**EXTRACTED MATERIAL:**

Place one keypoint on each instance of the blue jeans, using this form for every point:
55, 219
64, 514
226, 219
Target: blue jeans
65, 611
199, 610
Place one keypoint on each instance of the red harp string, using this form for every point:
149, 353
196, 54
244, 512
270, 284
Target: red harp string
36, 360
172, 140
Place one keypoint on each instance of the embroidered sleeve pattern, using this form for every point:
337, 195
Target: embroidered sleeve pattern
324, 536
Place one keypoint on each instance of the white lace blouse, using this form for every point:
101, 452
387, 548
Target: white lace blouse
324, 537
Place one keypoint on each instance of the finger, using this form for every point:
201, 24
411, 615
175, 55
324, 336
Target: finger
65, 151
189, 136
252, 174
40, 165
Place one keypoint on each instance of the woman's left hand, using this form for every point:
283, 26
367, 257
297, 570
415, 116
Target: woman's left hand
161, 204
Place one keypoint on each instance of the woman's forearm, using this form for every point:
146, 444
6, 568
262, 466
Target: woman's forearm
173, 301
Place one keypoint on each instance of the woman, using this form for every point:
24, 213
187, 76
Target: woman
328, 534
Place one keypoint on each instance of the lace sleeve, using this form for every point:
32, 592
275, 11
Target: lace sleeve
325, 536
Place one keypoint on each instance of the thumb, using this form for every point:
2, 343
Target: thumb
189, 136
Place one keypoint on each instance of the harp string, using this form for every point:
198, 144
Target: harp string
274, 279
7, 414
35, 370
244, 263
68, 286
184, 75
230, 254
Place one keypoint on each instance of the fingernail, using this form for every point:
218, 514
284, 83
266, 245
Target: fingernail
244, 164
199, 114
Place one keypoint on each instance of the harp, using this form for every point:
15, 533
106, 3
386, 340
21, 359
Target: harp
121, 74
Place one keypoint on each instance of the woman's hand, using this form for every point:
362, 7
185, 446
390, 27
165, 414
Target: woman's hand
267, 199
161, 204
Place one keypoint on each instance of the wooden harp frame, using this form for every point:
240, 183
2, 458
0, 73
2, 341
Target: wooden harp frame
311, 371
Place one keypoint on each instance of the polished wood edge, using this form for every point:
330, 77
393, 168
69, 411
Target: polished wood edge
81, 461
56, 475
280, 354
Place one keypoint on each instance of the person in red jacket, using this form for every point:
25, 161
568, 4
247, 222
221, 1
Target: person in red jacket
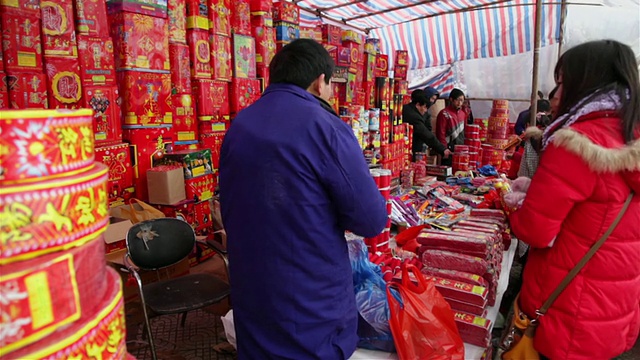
590, 164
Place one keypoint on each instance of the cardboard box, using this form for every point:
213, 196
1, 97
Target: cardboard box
241, 18
117, 158
244, 92
27, 90
141, 42
154, 8
97, 66
286, 11
64, 85
185, 126
107, 114
195, 163
197, 14
200, 54
58, 28
166, 185
221, 58
146, 97
286, 32
265, 40
21, 41
91, 18
177, 15
244, 57
220, 17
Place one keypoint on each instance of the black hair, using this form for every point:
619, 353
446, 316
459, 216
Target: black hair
300, 63
455, 93
593, 68
419, 97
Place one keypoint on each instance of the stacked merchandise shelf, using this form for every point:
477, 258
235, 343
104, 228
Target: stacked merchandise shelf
60, 300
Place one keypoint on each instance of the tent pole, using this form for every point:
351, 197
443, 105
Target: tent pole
563, 17
536, 55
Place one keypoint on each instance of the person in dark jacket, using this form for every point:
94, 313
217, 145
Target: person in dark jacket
292, 180
417, 116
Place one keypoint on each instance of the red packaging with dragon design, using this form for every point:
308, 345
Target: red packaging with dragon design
185, 126
21, 46
91, 18
146, 98
27, 90
97, 66
117, 158
179, 55
58, 30
221, 58
64, 85
200, 51
107, 114
244, 92
141, 41
220, 17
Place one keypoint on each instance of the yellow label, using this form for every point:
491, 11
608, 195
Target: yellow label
26, 59
39, 299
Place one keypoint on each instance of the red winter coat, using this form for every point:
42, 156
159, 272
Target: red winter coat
584, 177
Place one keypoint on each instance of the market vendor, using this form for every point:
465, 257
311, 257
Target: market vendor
292, 181
451, 120
416, 115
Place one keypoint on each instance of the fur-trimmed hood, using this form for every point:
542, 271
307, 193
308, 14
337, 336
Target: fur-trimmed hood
624, 160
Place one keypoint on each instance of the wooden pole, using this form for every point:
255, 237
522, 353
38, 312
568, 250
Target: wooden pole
563, 16
536, 55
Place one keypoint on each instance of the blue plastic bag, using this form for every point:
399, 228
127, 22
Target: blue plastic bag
371, 299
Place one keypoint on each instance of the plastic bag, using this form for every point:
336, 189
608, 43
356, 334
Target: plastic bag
371, 299
423, 325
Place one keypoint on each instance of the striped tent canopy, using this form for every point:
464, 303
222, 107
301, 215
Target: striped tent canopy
440, 32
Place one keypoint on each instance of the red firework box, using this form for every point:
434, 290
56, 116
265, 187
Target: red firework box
244, 57
200, 51
117, 158
220, 17
64, 86
141, 42
27, 90
221, 58
286, 11
241, 17
155, 8
197, 15
147, 145
185, 126
146, 98
179, 56
97, 66
212, 97
177, 14
59, 36
382, 65
21, 41
107, 114
402, 58
331, 34
91, 18
200, 188
265, 41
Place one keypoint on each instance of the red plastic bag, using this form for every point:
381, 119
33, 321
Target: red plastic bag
423, 325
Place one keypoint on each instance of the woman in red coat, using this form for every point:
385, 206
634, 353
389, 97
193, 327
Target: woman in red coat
590, 164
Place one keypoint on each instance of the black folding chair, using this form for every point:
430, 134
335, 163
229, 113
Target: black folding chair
159, 243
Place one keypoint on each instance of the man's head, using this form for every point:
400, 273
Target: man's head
420, 100
457, 98
304, 63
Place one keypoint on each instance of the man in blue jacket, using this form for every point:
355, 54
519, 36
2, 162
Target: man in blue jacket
292, 180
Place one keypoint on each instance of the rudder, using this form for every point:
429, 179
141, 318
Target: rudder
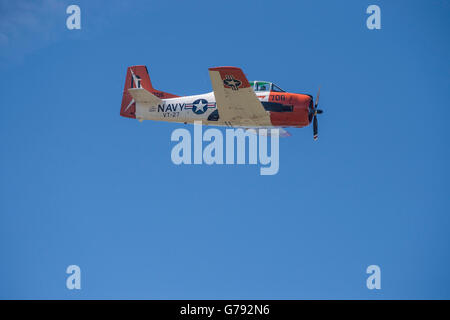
138, 77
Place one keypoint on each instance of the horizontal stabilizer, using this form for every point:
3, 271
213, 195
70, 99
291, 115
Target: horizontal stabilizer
141, 95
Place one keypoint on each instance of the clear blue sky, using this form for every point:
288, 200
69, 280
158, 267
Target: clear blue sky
82, 185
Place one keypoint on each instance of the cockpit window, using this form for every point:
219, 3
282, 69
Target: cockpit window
262, 86
275, 88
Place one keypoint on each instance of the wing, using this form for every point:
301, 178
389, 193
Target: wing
267, 132
236, 101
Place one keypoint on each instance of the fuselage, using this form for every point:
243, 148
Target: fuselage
285, 109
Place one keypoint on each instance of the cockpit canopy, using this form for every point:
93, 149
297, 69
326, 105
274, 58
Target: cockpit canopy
265, 86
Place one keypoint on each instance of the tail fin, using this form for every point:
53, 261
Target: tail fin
137, 77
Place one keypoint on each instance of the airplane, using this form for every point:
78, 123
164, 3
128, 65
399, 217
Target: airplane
234, 102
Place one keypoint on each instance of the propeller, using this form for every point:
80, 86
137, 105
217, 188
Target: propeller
313, 114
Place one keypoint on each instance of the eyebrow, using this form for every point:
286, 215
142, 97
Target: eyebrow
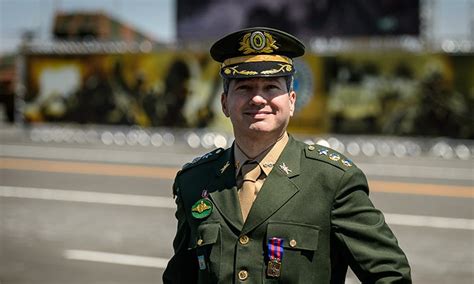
266, 79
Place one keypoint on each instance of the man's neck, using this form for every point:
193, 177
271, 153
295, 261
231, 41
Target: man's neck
254, 146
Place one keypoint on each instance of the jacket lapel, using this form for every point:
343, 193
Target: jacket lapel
278, 187
223, 190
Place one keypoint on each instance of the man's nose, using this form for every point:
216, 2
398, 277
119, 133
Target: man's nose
259, 97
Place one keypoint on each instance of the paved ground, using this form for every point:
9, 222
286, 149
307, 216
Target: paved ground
74, 212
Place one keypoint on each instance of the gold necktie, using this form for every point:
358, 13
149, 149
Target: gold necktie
250, 172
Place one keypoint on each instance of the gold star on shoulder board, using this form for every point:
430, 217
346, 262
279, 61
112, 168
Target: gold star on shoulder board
227, 164
285, 168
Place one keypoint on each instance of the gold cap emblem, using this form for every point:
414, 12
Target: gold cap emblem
258, 42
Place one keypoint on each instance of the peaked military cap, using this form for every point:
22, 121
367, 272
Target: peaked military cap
257, 52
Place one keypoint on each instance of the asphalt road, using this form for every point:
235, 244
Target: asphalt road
95, 213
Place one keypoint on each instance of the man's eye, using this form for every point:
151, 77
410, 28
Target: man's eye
243, 87
273, 87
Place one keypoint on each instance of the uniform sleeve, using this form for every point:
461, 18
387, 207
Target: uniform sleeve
182, 267
366, 241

**DO THIS:**
The required output is the exact sequence of lines from the one containing "Place one keypoint on each instance of the gold cap" through the end of the listing, both endpoints included.

**SOLUTION TO THE PROBLEM:**
Place one keypoint on each instance of the gold cap emblem, using this form for every point:
414, 12
Target: gold cap emblem
258, 42
Place one keypoint on each instance of the peaked military cap, using this form for every point:
22, 121
367, 272
Target: peaked military cap
257, 52
Place one keypoint on each instance of the asphalt road, using this form for every point:
235, 244
Target: asphalt road
95, 213
Place one keypoint on each instance of the man's eye, using this form for every point:
151, 77
410, 28
Target: man's eye
243, 87
273, 87
Place one keypoint on each instance of the uniform sleeve, using this form for every point:
461, 18
387, 207
Target: uniform sleeve
182, 267
366, 241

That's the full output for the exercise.